[A block of data]
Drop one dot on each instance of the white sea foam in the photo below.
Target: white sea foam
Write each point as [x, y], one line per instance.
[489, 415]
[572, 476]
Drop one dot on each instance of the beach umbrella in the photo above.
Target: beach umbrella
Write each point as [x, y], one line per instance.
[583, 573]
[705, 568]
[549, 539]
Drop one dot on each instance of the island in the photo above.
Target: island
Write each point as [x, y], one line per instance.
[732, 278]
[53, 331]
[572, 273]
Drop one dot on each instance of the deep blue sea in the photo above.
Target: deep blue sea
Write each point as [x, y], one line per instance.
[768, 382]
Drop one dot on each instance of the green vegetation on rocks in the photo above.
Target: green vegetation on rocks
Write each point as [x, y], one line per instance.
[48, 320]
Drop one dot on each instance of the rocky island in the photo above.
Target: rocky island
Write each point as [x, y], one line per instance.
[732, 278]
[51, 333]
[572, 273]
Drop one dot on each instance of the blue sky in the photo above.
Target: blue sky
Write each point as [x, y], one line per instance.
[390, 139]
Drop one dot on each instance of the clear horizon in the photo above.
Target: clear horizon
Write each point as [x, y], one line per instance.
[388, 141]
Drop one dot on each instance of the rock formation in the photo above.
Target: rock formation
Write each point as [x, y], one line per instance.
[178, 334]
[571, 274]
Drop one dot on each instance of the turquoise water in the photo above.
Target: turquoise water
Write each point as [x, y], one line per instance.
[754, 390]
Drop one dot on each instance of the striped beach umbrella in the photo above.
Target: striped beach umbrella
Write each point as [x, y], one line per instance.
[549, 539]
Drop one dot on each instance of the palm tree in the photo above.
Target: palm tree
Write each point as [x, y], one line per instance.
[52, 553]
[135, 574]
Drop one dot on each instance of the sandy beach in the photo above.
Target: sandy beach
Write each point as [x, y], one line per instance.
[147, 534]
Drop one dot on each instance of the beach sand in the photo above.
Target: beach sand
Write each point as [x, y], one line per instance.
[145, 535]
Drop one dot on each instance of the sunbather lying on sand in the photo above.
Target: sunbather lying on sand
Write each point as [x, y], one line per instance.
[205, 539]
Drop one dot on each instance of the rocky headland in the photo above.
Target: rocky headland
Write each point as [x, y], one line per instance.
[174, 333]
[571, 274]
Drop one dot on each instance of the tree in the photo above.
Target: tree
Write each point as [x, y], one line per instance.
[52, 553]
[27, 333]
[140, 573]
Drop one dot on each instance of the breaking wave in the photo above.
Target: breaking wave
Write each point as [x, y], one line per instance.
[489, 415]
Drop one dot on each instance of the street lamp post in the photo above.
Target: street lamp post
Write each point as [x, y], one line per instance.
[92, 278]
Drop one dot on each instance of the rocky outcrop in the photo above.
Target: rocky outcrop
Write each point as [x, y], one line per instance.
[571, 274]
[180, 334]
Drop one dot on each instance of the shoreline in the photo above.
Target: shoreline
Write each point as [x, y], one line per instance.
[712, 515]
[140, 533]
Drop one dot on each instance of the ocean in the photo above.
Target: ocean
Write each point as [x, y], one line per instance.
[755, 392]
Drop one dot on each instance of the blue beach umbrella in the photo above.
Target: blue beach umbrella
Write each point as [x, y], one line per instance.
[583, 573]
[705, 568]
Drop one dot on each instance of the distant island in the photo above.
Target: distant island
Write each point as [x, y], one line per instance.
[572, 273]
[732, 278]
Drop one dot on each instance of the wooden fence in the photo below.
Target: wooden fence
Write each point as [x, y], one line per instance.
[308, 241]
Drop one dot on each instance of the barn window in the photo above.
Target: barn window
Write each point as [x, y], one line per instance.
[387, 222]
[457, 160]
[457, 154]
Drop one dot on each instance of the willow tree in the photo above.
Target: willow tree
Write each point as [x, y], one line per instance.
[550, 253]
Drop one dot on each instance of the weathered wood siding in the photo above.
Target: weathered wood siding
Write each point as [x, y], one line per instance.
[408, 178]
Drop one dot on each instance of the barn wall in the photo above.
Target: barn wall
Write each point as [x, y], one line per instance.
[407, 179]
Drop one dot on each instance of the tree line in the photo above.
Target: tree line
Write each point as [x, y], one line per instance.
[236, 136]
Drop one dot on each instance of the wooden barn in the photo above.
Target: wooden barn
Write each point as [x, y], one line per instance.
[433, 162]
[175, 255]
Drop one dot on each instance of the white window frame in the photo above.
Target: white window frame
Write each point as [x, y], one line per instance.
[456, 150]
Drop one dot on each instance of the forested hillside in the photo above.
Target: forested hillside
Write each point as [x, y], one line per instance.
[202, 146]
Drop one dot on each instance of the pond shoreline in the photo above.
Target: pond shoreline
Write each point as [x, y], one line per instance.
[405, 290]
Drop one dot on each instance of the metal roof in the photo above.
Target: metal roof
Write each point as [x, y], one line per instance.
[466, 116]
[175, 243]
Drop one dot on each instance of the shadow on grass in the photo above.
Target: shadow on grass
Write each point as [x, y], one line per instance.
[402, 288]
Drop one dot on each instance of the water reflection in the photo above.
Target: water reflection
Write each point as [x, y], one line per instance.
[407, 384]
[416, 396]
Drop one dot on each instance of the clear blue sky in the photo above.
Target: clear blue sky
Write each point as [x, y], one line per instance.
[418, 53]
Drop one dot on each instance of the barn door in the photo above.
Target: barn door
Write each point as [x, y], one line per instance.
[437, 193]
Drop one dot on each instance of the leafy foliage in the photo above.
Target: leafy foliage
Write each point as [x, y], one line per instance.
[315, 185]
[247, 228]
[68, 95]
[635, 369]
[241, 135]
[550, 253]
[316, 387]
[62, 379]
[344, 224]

▶ [REQUIRED TASK] Repeat the material above exactly.

▶ [OUTPUT OF THE EXERCISE]
Drop one dot on each instance of the white sea foam in the photo below.
Target: white sea foam
Write each point as [x, y], one line per instance.
[489, 415]
[572, 476]
Drop one dot on each instance of the beach umbrella in the photo above.
Target: beach umbrella
Write each point as [x, y], one line per instance.
[583, 573]
[705, 568]
[549, 539]
Drop one dot on each instance of the island in the photo above.
Target: island
Write each point as [x, y], one line per instance.
[732, 278]
[53, 331]
[572, 273]
Drop one dot on each instance of the deep blue sea in the photo above.
Target: deep blue sea
Write each point as [x, y], one line per instance.
[768, 382]
Drop one dot on each instance of the green vegetation on rocks in the photo above.
Target: green vegetation on rocks
Write each point as [x, y], one line per instance.
[48, 320]
Drop one dot on each instance of the rocky island in the photo above.
Target: rocky island
Write each point as [x, y], one line per instance.
[732, 278]
[51, 333]
[572, 273]
Drop one dot on each instance of the blue sky in the photo above.
Target: blue sky
Write each point as [x, y], one line per instance.
[390, 139]
Drop one dot on each instance of the clear horizon in the photo above.
Target: clear horizon
Write each point as [x, y], one line per instance.
[388, 141]
Drop one dot on each instance of the rock formation in the photo above.
Target: rock formation
Write each point as [x, y], one line per instance.
[178, 334]
[571, 274]
Drop one dot on each instance of the turquoise water in the photo above.
Target: turquoise water
Write each point as [x, y], one line per instance.
[754, 390]
Drop one dot on each instance of the striped beach umbrella in the photo above.
Target: striped beach umbrella
Write each point as [x, y], one line per instance.
[549, 539]
Drop one dot on each instance of the palm tree in the photo above.
Target: palm tree
Write each point as [x, y], one line per instance.
[52, 553]
[135, 574]
Drop one dot on each instance of the sandy beach in the photo above.
Target: sandy beach
Write each point as [x, y], one line per instance.
[147, 534]
Drop one dot on each instance of the beach sand in the photo above.
Target: beach sand
Write each point as [x, y], one line per instance.
[145, 535]
Drop one dot on each instance of the sunbather lying on sand in the photo above.
Target: sunbather lying on sand
Write each point as [x, y], one line per instance.
[205, 539]
Drop one dot on each instance of the rocky headland in the photo above.
Target: rocky headland
Write each point as [x, y], one line per instance.
[174, 333]
[571, 274]
Drop one dot on each instance of the tree in the photo above.
Target: tree
Write each point as [x, y], one line per instance.
[52, 553]
[27, 333]
[140, 573]
Drop one dot on each instance of the breaking wave in the photo above.
Target: breaking wave
Write each point as [x, y], one line per instance.
[489, 415]
Drop one dot on each instance of the street lamp post in the photo above.
Target: street lamp post
Write each point as [x, y], one line per instance.
[92, 278]
Drop one dot on each instance of the rocky outcrop in the photo above.
Target: rocky outcrop
Write each point as [x, y], one line per instance.
[571, 274]
[180, 334]
Drop one dot on each instance of the shoreline in the photo above.
Target: shoreline
Write each point as [x, y], one line per instance.
[712, 515]
[140, 533]
Drop one dot on each instance of the ocean in the photo above.
Target: ocean
Write each point as [x, y], one line per instance.
[755, 392]
Drop one dot on each instance of the blue beach umbrella in the photo above.
Target: blue beach umbrella
Write each point as [x, y], one line per instance.
[583, 573]
[705, 568]
Drop one dot on each instance of the distant island in the photo above.
Target: distant island
Write each point as [x, y], one line per instance.
[572, 273]
[732, 278]
Drop one dot on each instance of the wooden fence in the photo below.
Target: wooden fence
Write each point as [x, y], one line per instance.
[308, 241]
Drop one dot on each instance of the barn window in the photo above.
Target: barn window
Write each point as [x, y], one line per instance.
[387, 222]
[457, 160]
[457, 154]
Drop one dot on each instance of the willow tree in the photo above.
Target: willow tree
Write each point as [x, y], one line per instance.
[550, 253]
Drop one dot on each instance of the weathered wood siding in the photo above.
Target: weathered wood siding
Write each point as [x, y], one line per instance.
[408, 178]
Drop one dot on each instance of the barn wall in the photo above.
Target: barn wall
Write each point as [x, y], one line per instance.
[407, 179]
Drop one dot on each instance of the tree line in the photo above.
Target: tree line
Write each point as [x, y], one line per instance.
[236, 136]
Drop one dot on each instance of the wooden barn in the photo above.
Target: wooden barn
Write each point as [x, y], one line per instance.
[433, 162]
[175, 255]
Drop one dot on each instance of the white window frame in the photo above.
Target: white window frame
Write each point as [x, y], one line per instance.
[456, 150]
Drop one dot on each instance of the forested hillside in the photo above.
Target: forested hillside
Write each point as [x, y], one line per instance.
[202, 146]
Drop one dot on each instance of the pond shoreline in the photo above.
Target: pond shoreline
Write each point as [x, y], one line per instance.
[405, 290]
Drop one dot on each instance of the metal roof in the photo above.
Target: metal roof
Write each point as [x, y], one line per instance.
[466, 116]
[175, 243]
Drop one dot on each instance of the shadow on grass in the photo above.
Target: shadow on grass
Write each point as [x, y], one line per instance.
[402, 288]
Drop one dot on each instance of the water reflection in the photo above.
Target: water reflection
Write each point as [x, y], one line per instance.
[407, 384]
[416, 396]
Drop one dot on each instance of the clear blue sky in the photo above.
Target: clear blue sky
Write each point as [x, y], one line per instance.
[418, 53]
Drop one dot on each instance of the barn door in the photo above.
Target: barn door
Write each point as [x, y], one line per instance.
[437, 193]
Drop one dot on each instance of the leafy foliage in the photo above.
Target: leafy foliage
Write each point as [x, y], one line per instance.
[315, 185]
[247, 228]
[68, 95]
[635, 369]
[241, 135]
[550, 253]
[316, 387]
[62, 379]
[344, 224]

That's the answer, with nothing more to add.